Stored records:

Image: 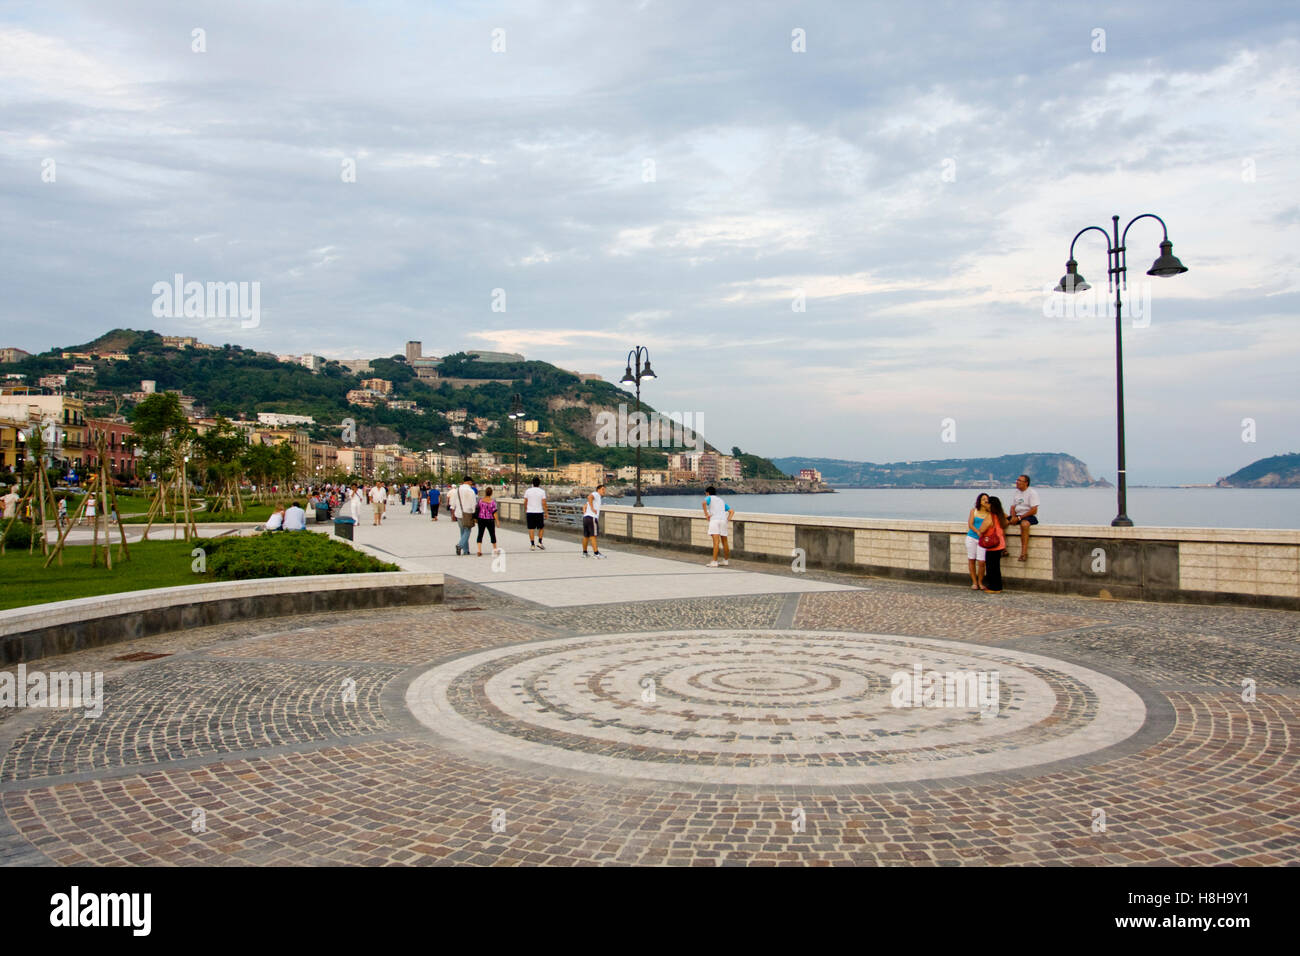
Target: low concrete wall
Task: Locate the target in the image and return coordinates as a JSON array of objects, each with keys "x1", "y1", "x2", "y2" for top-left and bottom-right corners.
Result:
[
  {"x1": 495, "y1": 499, "x2": 1298, "y2": 609},
  {"x1": 0, "y1": 571, "x2": 444, "y2": 665}
]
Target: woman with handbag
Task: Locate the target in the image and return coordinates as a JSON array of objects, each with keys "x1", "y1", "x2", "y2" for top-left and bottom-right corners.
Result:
[
  {"x1": 980, "y1": 497, "x2": 1009, "y2": 593},
  {"x1": 966, "y1": 494, "x2": 991, "y2": 590}
]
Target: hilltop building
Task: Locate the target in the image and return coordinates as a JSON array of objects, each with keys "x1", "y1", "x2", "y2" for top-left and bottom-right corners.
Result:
[{"x1": 0, "y1": 348, "x2": 31, "y2": 363}]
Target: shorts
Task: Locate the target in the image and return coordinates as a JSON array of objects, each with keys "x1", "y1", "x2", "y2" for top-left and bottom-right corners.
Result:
[
  {"x1": 708, "y1": 520, "x2": 729, "y2": 537},
  {"x1": 1021, "y1": 515, "x2": 1039, "y2": 525},
  {"x1": 526, "y1": 512, "x2": 545, "y2": 530},
  {"x1": 375, "y1": 501, "x2": 385, "y2": 513},
  {"x1": 965, "y1": 536, "x2": 986, "y2": 561},
  {"x1": 582, "y1": 515, "x2": 597, "y2": 537}
]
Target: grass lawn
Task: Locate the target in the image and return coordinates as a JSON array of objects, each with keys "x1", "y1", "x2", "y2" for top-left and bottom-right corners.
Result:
[
  {"x1": 120, "y1": 502, "x2": 278, "y2": 524},
  {"x1": 0, "y1": 540, "x2": 209, "y2": 611}
]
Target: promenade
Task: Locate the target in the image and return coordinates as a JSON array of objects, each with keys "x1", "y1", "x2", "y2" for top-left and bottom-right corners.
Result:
[{"x1": 1, "y1": 505, "x2": 1296, "y2": 866}]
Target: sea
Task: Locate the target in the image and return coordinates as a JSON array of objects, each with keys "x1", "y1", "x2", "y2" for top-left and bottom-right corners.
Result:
[{"x1": 630, "y1": 488, "x2": 1300, "y2": 531}]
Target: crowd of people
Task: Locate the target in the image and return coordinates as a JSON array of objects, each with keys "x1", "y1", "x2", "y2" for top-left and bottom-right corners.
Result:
[{"x1": 271, "y1": 474, "x2": 1043, "y2": 593}]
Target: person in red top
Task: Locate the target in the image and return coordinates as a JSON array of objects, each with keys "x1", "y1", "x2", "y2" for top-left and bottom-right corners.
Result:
[
  {"x1": 981, "y1": 497, "x2": 1009, "y2": 593},
  {"x1": 475, "y1": 486, "x2": 499, "y2": 557}
]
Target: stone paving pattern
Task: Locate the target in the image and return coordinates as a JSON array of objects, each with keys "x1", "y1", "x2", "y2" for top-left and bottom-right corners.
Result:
[{"x1": 2, "y1": 545, "x2": 1297, "y2": 866}]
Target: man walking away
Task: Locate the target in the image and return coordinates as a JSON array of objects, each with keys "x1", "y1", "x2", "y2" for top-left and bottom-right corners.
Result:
[
  {"x1": 1007, "y1": 474, "x2": 1041, "y2": 562},
  {"x1": 523, "y1": 477, "x2": 547, "y2": 550},
  {"x1": 454, "y1": 475, "x2": 478, "y2": 556},
  {"x1": 701, "y1": 484, "x2": 734, "y2": 567},
  {"x1": 582, "y1": 483, "x2": 605, "y2": 559},
  {"x1": 428, "y1": 483, "x2": 440, "y2": 521}
]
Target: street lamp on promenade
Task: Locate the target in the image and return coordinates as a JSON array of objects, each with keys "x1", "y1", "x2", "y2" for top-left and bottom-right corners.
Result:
[
  {"x1": 437, "y1": 441, "x2": 447, "y2": 488},
  {"x1": 507, "y1": 394, "x2": 524, "y2": 497},
  {"x1": 619, "y1": 347, "x2": 657, "y2": 507},
  {"x1": 1054, "y1": 213, "x2": 1188, "y2": 527}
]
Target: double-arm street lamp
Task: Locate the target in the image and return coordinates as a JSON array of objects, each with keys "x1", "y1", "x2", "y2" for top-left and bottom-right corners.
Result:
[
  {"x1": 619, "y1": 346, "x2": 657, "y2": 507},
  {"x1": 507, "y1": 394, "x2": 524, "y2": 497},
  {"x1": 1054, "y1": 213, "x2": 1188, "y2": 527}
]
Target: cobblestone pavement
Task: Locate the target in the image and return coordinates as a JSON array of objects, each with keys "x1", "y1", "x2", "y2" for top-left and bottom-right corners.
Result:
[{"x1": 2, "y1": 555, "x2": 1297, "y2": 866}]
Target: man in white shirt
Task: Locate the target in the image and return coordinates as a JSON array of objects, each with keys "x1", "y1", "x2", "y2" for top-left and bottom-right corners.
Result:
[
  {"x1": 1007, "y1": 474, "x2": 1041, "y2": 562},
  {"x1": 1, "y1": 488, "x2": 18, "y2": 520},
  {"x1": 523, "y1": 478, "x2": 547, "y2": 551},
  {"x1": 283, "y1": 501, "x2": 307, "y2": 531},
  {"x1": 582, "y1": 483, "x2": 605, "y2": 559},
  {"x1": 454, "y1": 477, "x2": 478, "y2": 556},
  {"x1": 369, "y1": 482, "x2": 386, "y2": 525},
  {"x1": 701, "y1": 485, "x2": 735, "y2": 567}
]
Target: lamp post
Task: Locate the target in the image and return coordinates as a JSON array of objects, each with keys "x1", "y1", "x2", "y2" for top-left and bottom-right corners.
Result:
[
  {"x1": 1054, "y1": 213, "x2": 1188, "y2": 527},
  {"x1": 507, "y1": 394, "x2": 524, "y2": 497},
  {"x1": 619, "y1": 346, "x2": 657, "y2": 507},
  {"x1": 437, "y1": 441, "x2": 447, "y2": 488}
]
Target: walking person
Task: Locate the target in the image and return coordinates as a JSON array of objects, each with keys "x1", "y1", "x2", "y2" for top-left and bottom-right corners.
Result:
[
  {"x1": 428, "y1": 483, "x2": 440, "y2": 521},
  {"x1": 966, "y1": 493, "x2": 991, "y2": 590},
  {"x1": 370, "y1": 481, "x2": 386, "y2": 526},
  {"x1": 475, "y1": 487, "x2": 499, "y2": 557},
  {"x1": 701, "y1": 485, "x2": 734, "y2": 567},
  {"x1": 1007, "y1": 474, "x2": 1041, "y2": 562},
  {"x1": 981, "y1": 497, "x2": 1009, "y2": 593},
  {"x1": 348, "y1": 484, "x2": 361, "y2": 521},
  {"x1": 582, "y1": 483, "x2": 605, "y2": 558},
  {"x1": 523, "y1": 477, "x2": 547, "y2": 550},
  {"x1": 453, "y1": 476, "x2": 477, "y2": 556}
]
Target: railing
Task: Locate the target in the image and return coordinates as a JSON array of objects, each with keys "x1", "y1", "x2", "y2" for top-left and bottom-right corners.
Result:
[{"x1": 546, "y1": 502, "x2": 585, "y2": 528}]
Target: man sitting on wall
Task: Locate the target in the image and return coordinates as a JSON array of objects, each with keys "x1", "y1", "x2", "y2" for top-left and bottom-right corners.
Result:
[{"x1": 1007, "y1": 474, "x2": 1041, "y2": 562}]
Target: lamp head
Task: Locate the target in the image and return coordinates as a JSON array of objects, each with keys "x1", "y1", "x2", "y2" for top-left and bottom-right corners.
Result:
[
  {"x1": 1146, "y1": 239, "x2": 1188, "y2": 277},
  {"x1": 1054, "y1": 259, "x2": 1090, "y2": 294},
  {"x1": 640, "y1": 360, "x2": 656, "y2": 380},
  {"x1": 620, "y1": 366, "x2": 635, "y2": 386}
]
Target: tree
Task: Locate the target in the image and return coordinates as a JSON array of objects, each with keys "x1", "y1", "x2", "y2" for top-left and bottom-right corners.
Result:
[
  {"x1": 198, "y1": 416, "x2": 247, "y2": 512},
  {"x1": 131, "y1": 392, "x2": 188, "y2": 482}
]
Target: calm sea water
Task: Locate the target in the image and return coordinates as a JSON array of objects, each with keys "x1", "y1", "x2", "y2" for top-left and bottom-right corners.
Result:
[{"x1": 630, "y1": 488, "x2": 1300, "y2": 530}]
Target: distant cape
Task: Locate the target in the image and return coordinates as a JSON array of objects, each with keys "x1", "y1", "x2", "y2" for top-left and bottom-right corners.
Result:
[{"x1": 770, "y1": 453, "x2": 1107, "y2": 488}]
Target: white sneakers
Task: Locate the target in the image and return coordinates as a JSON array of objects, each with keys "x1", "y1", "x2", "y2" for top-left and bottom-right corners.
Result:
[
  {"x1": 707, "y1": 560, "x2": 719, "y2": 567},
  {"x1": 707, "y1": 559, "x2": 729, "y2": 568}
]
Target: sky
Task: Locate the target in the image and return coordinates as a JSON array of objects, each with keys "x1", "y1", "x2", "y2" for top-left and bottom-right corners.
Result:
[{"x1": 1, "y1": 0, "x2": 1297, "y2": 484}]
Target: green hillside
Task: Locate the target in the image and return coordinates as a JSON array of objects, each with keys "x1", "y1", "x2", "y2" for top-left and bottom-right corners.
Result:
[
  {"x1": 1218, "y1": 453, "x2": 1300, "y2": 488},
  {"x1": 9, "y1": 329, "x2": 746, "y2": 472}
]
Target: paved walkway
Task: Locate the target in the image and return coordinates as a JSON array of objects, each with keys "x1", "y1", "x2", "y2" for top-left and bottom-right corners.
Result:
[
  {"x1": 1, "y1": 506, "x2": 1297, "y2": 866},
  {"x1": 339, "y1": 506, "x2": 855, "y2": 606}
]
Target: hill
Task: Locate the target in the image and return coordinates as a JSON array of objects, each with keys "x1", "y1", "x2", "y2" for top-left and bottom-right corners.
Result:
[
  {"x1": 1216, "y1": 453, "x2": 1300, "y2": 488},
  {"x1": 9, "y1": 329, "x2": 765, "y2": 474},
  {"x1": 771, "y1": 453, "x2": 1105, "y2": 488}
]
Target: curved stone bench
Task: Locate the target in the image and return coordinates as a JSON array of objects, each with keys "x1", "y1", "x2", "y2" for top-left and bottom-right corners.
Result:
[{"x1": 0, "y1": 572, "x2": 443, "y2": 665}]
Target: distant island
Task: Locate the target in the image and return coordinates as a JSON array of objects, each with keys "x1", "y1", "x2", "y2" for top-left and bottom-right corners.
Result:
[
  {"x1": 1217, "y1": 453, "x2": 1300, "y2": 488},
  {"x1": 770, "y1": 453, "x2": 1108, "y2": 489}
]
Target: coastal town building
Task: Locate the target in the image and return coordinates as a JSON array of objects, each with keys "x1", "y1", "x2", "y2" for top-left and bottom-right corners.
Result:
[
  {"x1": 257, "y1": 412, "x2": 315, "y2": 427},
  {"x1": 562, "y1": 461, "x2": 604, "y2": 486},
  {"x1": 85, "y1": 417, "x2": 137, "y2": 476},
  {"x1": 360, "y1": 378, "x2": 392, "y2": 396},
  {"x1": 0, "y1": 347, "x2": 31, "y2": 364},
  {"x1": 799, "y1": 468, "x2": 823, "y2": 483}
]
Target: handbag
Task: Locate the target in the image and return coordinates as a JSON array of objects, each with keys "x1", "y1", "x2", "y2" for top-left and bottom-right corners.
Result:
[{"x1": 978, "y1": 520, "x2": 1001, "y2": 551}]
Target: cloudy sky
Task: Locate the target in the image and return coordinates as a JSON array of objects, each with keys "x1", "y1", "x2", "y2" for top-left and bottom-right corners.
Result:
[{"x1": 2, "y1": 0, "x2": 1297, "y2": 483}]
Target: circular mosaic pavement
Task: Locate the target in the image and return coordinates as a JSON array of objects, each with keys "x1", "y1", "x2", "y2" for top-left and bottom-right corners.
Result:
[{"x1": 405, "y1": 630, "x2": 1147, "y2": 785}]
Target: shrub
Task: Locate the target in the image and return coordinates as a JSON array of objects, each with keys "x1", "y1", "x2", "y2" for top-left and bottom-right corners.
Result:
[
  {"x1": 1, "y1": 520, "x2": 34, "y2": 550},
  {"x1": 205, "y1": 531, "x2": 399, "y2": 581}
]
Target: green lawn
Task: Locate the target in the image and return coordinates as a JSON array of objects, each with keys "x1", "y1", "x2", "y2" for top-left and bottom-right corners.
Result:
[{"x1": 0, "y1": 540, "x2": 209, "y2": 610}]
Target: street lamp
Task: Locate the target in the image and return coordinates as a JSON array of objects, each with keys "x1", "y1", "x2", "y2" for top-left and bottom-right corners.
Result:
[
  {"x1": 507, "y1": 394, "x2": 524, "y2": 497},
  {"x1": 1054, "y1": 213, "x2": 1188, "y2": 527},
  {"x1": 437, "y1": 441, "x2": 447, "y2": 488},
  {"x1": 619, "y1": 347, "x2": 656, "y2": 507}
]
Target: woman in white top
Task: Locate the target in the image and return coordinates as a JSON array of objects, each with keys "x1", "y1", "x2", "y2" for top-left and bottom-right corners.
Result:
[{"x1": 701, "y1": 485, "x2": 734, "y2": 567}]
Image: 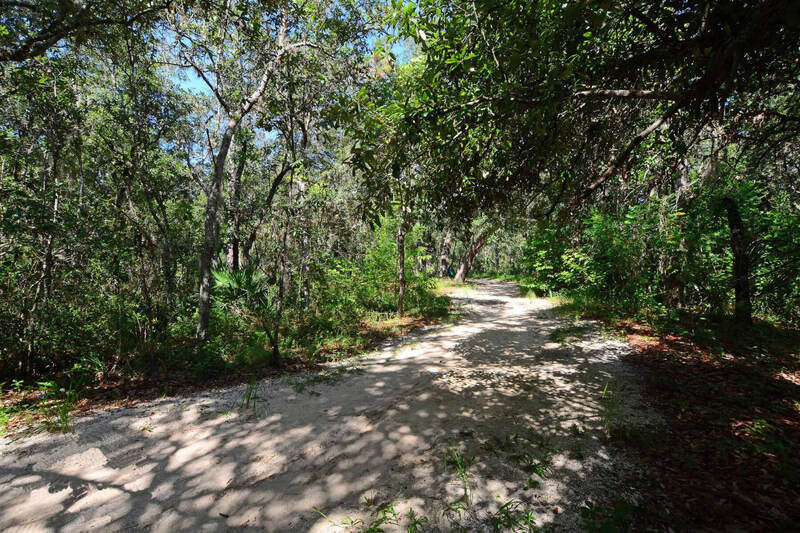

WHAT NEEDS TO BE DONE —
"handbag" is the word to look for; copy every line of the data that has it.

SOLVED EXERCISE —
Target: woman with handbag
Target: handbag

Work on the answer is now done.